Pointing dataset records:
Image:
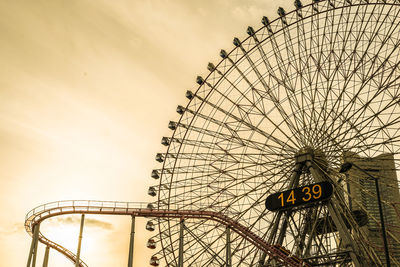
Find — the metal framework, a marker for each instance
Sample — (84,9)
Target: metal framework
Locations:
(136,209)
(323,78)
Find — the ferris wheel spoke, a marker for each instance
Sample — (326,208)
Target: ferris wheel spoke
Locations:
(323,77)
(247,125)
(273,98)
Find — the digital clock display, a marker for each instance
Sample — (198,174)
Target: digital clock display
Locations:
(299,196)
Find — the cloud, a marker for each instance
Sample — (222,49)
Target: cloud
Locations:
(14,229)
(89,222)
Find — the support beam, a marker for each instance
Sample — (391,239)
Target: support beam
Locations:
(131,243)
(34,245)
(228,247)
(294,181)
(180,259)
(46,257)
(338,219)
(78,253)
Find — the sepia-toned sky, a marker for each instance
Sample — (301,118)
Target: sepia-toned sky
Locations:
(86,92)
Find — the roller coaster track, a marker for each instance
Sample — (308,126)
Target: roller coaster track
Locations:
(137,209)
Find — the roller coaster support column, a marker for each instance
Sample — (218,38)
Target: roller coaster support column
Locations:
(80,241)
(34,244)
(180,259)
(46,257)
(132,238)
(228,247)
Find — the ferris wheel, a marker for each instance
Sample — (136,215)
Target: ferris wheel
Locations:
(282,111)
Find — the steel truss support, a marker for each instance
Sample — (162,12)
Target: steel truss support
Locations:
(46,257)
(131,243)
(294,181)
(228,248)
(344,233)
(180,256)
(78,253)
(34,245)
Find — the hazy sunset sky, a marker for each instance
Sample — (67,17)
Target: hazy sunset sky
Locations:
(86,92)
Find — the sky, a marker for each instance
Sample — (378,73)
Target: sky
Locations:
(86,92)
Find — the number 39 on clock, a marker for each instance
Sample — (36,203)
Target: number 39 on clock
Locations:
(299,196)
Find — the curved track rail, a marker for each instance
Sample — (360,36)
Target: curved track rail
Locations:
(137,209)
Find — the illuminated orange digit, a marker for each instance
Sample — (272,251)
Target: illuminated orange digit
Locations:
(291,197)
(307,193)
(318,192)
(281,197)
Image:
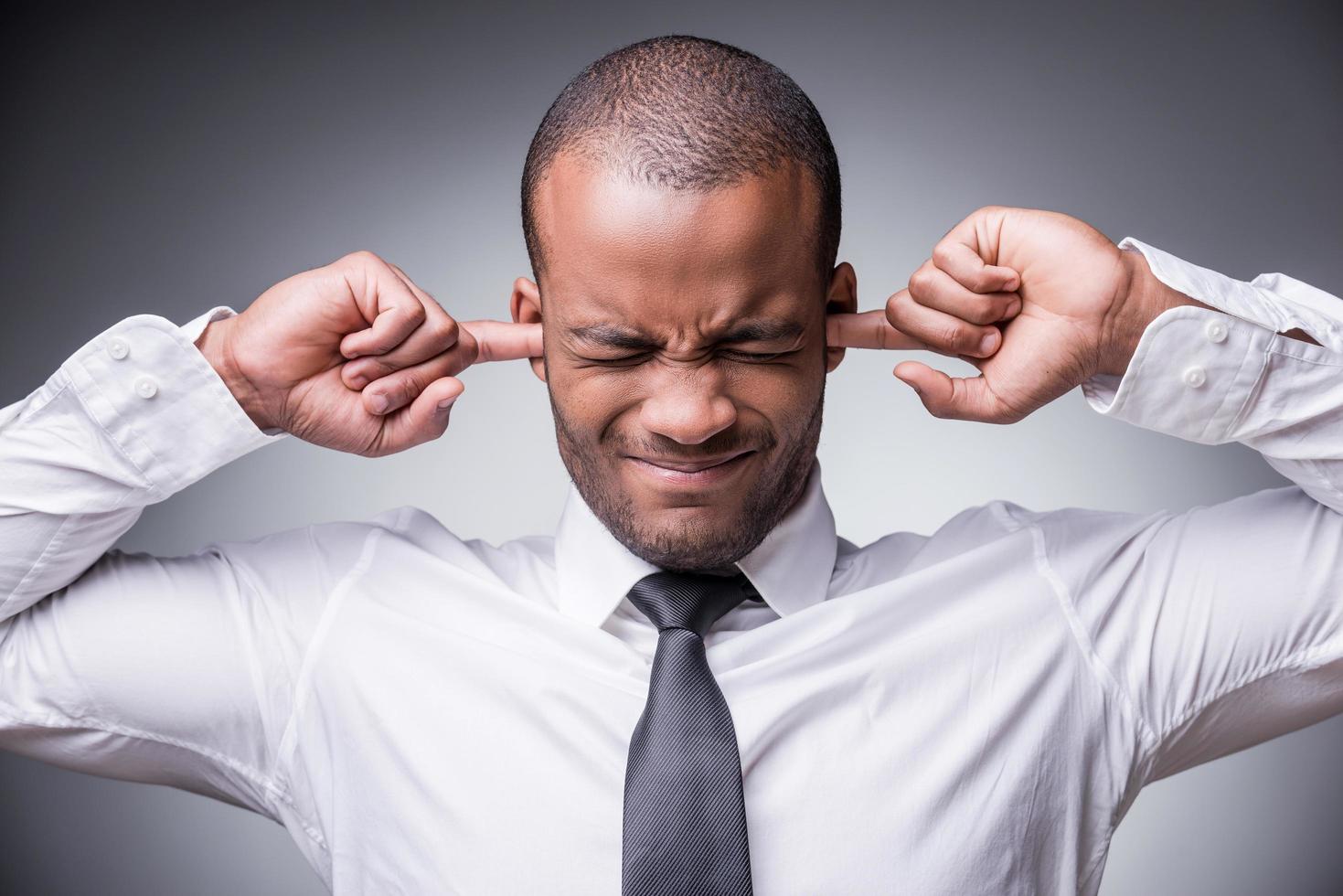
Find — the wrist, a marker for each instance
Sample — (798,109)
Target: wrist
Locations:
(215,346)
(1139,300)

§ Task requirements: Reproduce all of the material above line for line, unchanged, and leave out the picture lines.

§ Answer for the task:
Image:
Find — the metal framework, a marker for each instance
Sample — (84,9)
Target: metal framework
Locations:
(136,209)
(323,78)
Find — the ferris wheel spoke, a marker for each instance
Sample — (326,208)
Target: ferris wheel spoke
Locations:
(323,77)
(247,125)
(273,98)
Find — the digital clock display, a marker for each instance
Sample — (198,174)
Target: digital clock display
Locations:
(299,196)
Find — the cloud, a marker for each instance
Sample — (222,49)
Target: cloud
Locations:
(14,229)
(89,222)
Find — the support beam, a marker for each instance
Sample — (391,239)
Target: support beam
Locations:
(131,243)
(34,245)
(228,247)
(294,181)
(180,259)
(46,257)
(338,219)
(78,253)
Find — the sepia-toned sky, a marker for each instance
Sample — (301,118)
Target: sepia-toned sky
Locations:
(86,92)
Find — the roller coaster track, a marker for each instance
Sample — (308,126)
Target: roller coaster track
Locations:
(137,209)
Find — the roller coaster support column, a marker for each instance
Sample — (218,38)
Target: roller coaster support column
Locations:
(80,241)
(34,244)
(180,259)
(46,257)
(132,238)
(228,247)
Find — the ferris wheel, a marker for each instance
Sample — (136,215)
Target: ferris wheel
Locations:
(282,111)
Find — the steel truss support, a marker for each instance
Sample — (162,12)
Target: steel truss support
Locations:
(46,257)
(131,243)
(294,181)
(228,248)
(344,233)
(180,256)
(78,253)
(34,245)
Find — the hazy sunset sky, a marker for each instance
Sample — (67,17)
Target: hazy sunset sky
Locations:
(86,92)
Find — the sky, a marker for each instance
Sample — (378,73)
Target: sky
Locations:
(86,92)
Find — the number 39 on clock, a marker for each instance
Sample — (36,203)
Target: number 39 on clock
Locations:
(299,196)
Find — the curved track rail, a marker for each instance
Sample — (360,36)
Target: curved track rail
Locations:
(137,209)
Find — the illuminated orange digit, a marker for each instance
Sample — (272,251)
Target: illuminated orange digit
Locations:
(291,197)
(307,193)
(318,192)
(281,197)
Image:
Find — the wrist, a marker for each instance
Sample — (798,109)
Target: wrist
Locations:
(215,346)
(1139,300)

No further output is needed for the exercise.